--- Start of SOURCE TEXT ---

01 March 2011
Dear David,
As a divorced woman in my 50’s, what I find myself wanting most is to get this relationship aspect of my life right. I’ve spent the last 5 years working deeply on myself and I’ve learned that there will always be parts of me that needs working on – it’s just the way I am. How can I attract that one somebody who is willing to take me as I amand to work on the relationship to make it even better for the both of us?
Darlene
Dear Darlene,
Thank you for that great inquiry! First of all, I believe you are in a perfect place! Seriously, the first small step is to know, to trust completely, as completely as you can, that you are in a perfect place. And in the perfect place, all that’s required is to accept everything in your life as ‘what is,’ then you can choose to create something new starting now if that’s what you want. And quit working on yourself, holy cow, five years is enough for a Masters degree! It’s time to relax and trust that all you’ve learned is valid and let yourself create from Being, not Doing, integrate, I call it passive action. Accepting that everything really is perfect will allow you to appreciate your life more right now and love this moment rather than always anticipating. That may sound too simplistic at first, but it’s the easiest way I know to bring yourself into the present moment, as much as that’s possible. And in the present, the Now, there can be nothing other than ‘what is’, and it’s not possible for ‘what is’ to be imperfect. Persisting at incorporating that idea, that thought pattern, will bring a tranquility as it is integrated it into your being. The goal and the result is a state of well-being, the highest attribute to aspire.
And who says that “this relationship aspect of my life” is wrong? What’s your standard to judge your relationships by? I’m guessing that you do have some great relationships. How about taking your best relationships, the ones you know you have right, and judge your relationship ability by that. Start with a high bar! And get the “it’s just the way I am” out of your thinking entirely! What sounds more powerful, “I am always learning and growing, becoming more fulfilled,” or “it’s just the way I am?” Which is more truthful?
Holy cow again! My guess is that you are correct, “there will always be parts of me that needs working on,” that’s a pretty doggone clear attraction mantra, and I expect it’s quite fruitful! Energy flows where attention goes. You are perfect, right where you are, you don’t “have to” work on yourself, there’s really nothing to fix. As you live into your authenticity that acceptance of your perfection brings, you’ll realize that you already have everything you need for relationships, success, peace of mind, and whatever. No one will have to show up to complete you, or fix you, or, heaven forbid, help you work on yourself! The first person “who is willing to take me as I am” has to be You. It’s critical to first accept yourself right now as the sole source of everything in your life, and be more loving with yourself. Recognize that everything in your life has set you right here, right now, perfectly, and also that you are powerful enough to change anything you don’t want anymore. Be the change, as Gandhi said. Notice he didn’t say “Do the change”, it was “Be the change.” As you relax into your perfection, you won’t need for things to get ‘better’, you may still aspire to change but it won’t be to ‘improve’ or to reach some ‘perfection’ out there somewhere. Better implies now is not good enough, I’m not a big fan of better.

--- End of SOURCE TEXT ---

*TASKS FOR THIS EXERCISE*.
- 1) Translate this sentence from the advice column into Spanish: "Energy flows where attention goes."
- 2) According to the advice column, how many years has Darlene spent working deeply on herself?

--- Start of RAW RECORDS ---

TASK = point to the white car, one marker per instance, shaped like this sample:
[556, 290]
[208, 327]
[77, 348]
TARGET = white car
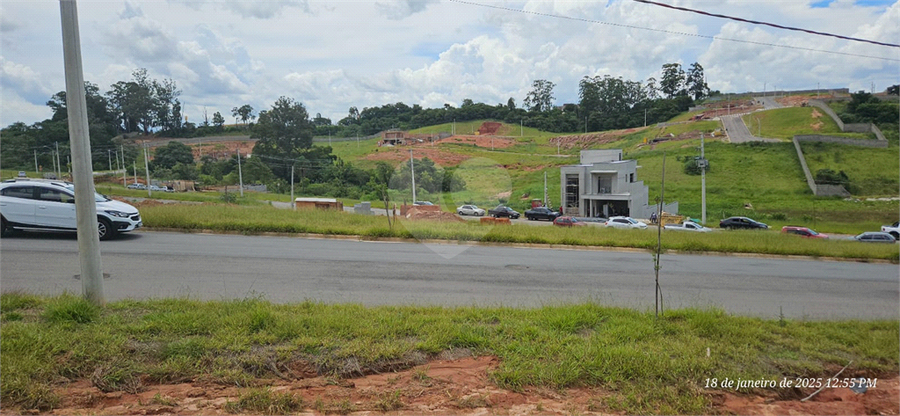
[470, 210]
[625, 222]
[36, 204]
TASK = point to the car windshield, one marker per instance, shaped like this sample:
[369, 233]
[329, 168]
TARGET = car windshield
[97, 197]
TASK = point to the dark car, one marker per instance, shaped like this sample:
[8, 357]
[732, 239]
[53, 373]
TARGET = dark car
[875, 237]
[568, 222]
[541, 213]
[504, 211]
[733, 223]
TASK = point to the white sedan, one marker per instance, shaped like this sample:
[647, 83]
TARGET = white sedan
[625, 222]
[470, 210]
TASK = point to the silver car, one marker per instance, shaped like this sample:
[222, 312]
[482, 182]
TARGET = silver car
[470, 210]
[37, 204]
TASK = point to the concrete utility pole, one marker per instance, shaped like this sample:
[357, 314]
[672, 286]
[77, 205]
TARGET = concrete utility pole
[58, 166]
[702, 182]
[240, 174]
[412, 170]
[80, 142]
[124, 168]
[545, 188]
[147, 168]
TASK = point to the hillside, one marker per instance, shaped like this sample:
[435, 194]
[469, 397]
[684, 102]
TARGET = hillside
[765, 177]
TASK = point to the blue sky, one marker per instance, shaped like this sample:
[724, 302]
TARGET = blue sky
[331, 55]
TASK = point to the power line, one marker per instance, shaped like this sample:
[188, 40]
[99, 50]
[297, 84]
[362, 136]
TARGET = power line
[670, 32]
[756, 22]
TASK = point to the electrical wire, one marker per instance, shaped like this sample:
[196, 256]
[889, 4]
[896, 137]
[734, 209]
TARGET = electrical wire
[670, 32]
[756, 22]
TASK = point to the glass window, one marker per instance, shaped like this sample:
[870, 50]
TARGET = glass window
[24, 192]
[53, 195]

--- End of RAW RECORDS ---

*EXERCISE RESULTS*.
- 1) La energía fluye hacia donde va la atención.

- 2) Five years.